● **Exercise**
Your output should consist of every record, copied exactly.

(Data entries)
####

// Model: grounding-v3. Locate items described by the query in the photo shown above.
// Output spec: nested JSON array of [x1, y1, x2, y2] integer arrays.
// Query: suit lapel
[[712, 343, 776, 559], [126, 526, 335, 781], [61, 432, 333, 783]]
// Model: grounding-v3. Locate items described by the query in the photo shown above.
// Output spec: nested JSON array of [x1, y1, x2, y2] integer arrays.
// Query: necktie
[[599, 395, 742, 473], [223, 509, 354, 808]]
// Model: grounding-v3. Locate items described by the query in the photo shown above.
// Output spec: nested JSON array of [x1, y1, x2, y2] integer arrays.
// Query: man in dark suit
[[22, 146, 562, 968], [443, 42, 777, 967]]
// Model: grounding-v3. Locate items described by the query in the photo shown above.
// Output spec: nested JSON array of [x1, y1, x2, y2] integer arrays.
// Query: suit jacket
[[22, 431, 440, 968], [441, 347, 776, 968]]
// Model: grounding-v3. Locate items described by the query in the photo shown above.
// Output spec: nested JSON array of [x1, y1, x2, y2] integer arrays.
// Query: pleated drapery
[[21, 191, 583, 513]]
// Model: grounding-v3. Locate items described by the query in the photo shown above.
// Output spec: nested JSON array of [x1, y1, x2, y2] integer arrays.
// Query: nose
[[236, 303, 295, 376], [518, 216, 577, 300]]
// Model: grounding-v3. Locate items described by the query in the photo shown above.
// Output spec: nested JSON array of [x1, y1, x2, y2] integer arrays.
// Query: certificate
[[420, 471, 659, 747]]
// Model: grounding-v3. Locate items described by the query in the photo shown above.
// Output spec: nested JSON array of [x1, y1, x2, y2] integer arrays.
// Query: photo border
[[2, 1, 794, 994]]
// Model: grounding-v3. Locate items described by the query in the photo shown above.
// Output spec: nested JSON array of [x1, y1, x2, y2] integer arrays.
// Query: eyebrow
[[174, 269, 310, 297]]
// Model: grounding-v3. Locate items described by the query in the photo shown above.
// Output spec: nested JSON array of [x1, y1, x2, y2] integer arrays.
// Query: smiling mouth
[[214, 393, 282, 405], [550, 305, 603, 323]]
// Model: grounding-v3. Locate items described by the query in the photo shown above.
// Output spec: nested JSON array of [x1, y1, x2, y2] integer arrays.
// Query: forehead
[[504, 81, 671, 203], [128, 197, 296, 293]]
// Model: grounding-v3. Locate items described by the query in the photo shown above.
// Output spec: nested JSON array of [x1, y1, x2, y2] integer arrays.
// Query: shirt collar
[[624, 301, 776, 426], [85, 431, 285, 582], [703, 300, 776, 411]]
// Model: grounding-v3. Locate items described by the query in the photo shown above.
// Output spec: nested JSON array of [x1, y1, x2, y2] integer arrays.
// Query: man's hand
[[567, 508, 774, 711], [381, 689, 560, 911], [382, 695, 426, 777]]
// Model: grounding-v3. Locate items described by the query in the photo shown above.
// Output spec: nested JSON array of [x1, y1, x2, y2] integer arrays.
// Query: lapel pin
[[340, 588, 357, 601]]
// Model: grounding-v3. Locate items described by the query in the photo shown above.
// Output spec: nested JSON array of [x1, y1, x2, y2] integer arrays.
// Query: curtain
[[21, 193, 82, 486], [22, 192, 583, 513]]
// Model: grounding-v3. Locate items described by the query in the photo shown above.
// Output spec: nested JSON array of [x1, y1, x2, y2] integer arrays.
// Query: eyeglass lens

####

● **Result below**
// Model: grounding-v3. Locate items described by the query in the photo shown above.
// Output spec: nested JSON array of [x1, y1, x2, y2] integer arrays.
// Query: suit lapel
[[712, 343, 776, 559], [126, 526, 335, 781], [61, 432, 333, 783]]
// Model: grounding-v3. Locate items described by the query in the photo shown above.
// Output spec: nested JSON array of [x1, y1, x2, y2] integer arrays.
// Query: necktie
[[599, 395, 742, 473], [223, 509, 354, 808]]
// Model: grounding-v3. Locate items described by the query in the photo shown above.
// Output spec: nested JSON array of [x1, y1, x2, y2] integer arrays.
// Query: man in dark suit
[[22, 146, 562, 968], [443, 42, 777, 967]]
// Model: grounding-v3. Locate items described by the query in the photo shown above.
// Output spec: nested JSON array of [x1, y1, x2, y2] integer arrays.
// Query: suit jacket
[[22, 431, 440, 968], [441, 347, 776, 968]]
// Model: grounding-v3. Locate items described by the query in the photo shown above.
// Output spec: nested JSON array of [x1, y1, x2, y2] integer arrays.
// Query: pleated drapery
[[21, 191, 583, 513]]
// Model: grounding-v3. Locate items described by the query in the photo shown above.
// Output spec: nested JSON array of [x1, y1, x2, y2] integer arrays.
// Query: nose
[[236, 303, 295, 376], [518, 216, 577, 300]]
// Model: grounding-v3. Locate items described by the query in the photo shown above.
// Output spec: nested JSON array of [x1, y1, x2, y2] integer arrays.
// Query: certificate
[[420, 471, 659, 747]]
// Model: grounding-v3. Locate items described by the query in the photo shown above.
// Output spec: nested JSON array of [x1, y1, x2, y2] integer arrays.
// Query: photo border
[[2, 1, 794, 994]]
// Model: grounding-v3. Locate items described by the query in the photo shown above.
// Output spec: nested JSON array of [x1, y1, x2, y2] integer arrays.
// Query: eyebrow
[[174, 269, 310, 297]]
// Model: grounding-v3. Locate items described by the query in the photo shown above.
// Output spec: nested JSON array of [x1, y1, x2, y2] integer arrays.
// Query: smiling mouth
[[214, 393, 282, 405], [550, 305, 603, 323]]
// Model: grounding-v3. Locate items described by the query in the photo shown above.
// Output spec: nested JSON array of [x1, y1, x2, y2] integer arrays.
// Query: forehead
[[504, 81, 671, 203], [128, 197, 296, 293]]
// Model: grounding-v3. Locate items described by the query in the photo shown above.
// Output spec: nested JSON array of [x1, y1, x2, y2] integer arrays.
// Query: shirt collar
[[624, 301, 776, 426], [85, 431, 285, 582], [703, 300, 776, 411]]
// Model: grounding-v3. Locate items described by the query in the photo shown above.
// Output spec: nested JSON array of [x1, y1, x2, y2] integer arrays.
// Query: man's hand
[[567, 508, 774, 711], [381, 689, 560, 911], [382, 695, 426, 777]]
// Model: grounding-v3. Locate items described by the query in the photo shown above.
// Output spec: nested JSON array of [x1, y1, x2, y2] integer arrays.
// Query: lapel pin
[[340, 588, 357, 601]]
// Model: grounding-v3. Locate items described by the query in the photo shown above.
// Output spec: nested JSON array of [x1, y1, x2, y2] integer arrays.
// Query: curtain
[[21, 193, 82, 486], [22, 192, 583, 513]]
// Model: grounding-v3. Locate items described by the query in the photo shown above.
// Output spec: nested JSON array of [x1, y1, x2, y2] integer arrays.
// Query: eyeglass lens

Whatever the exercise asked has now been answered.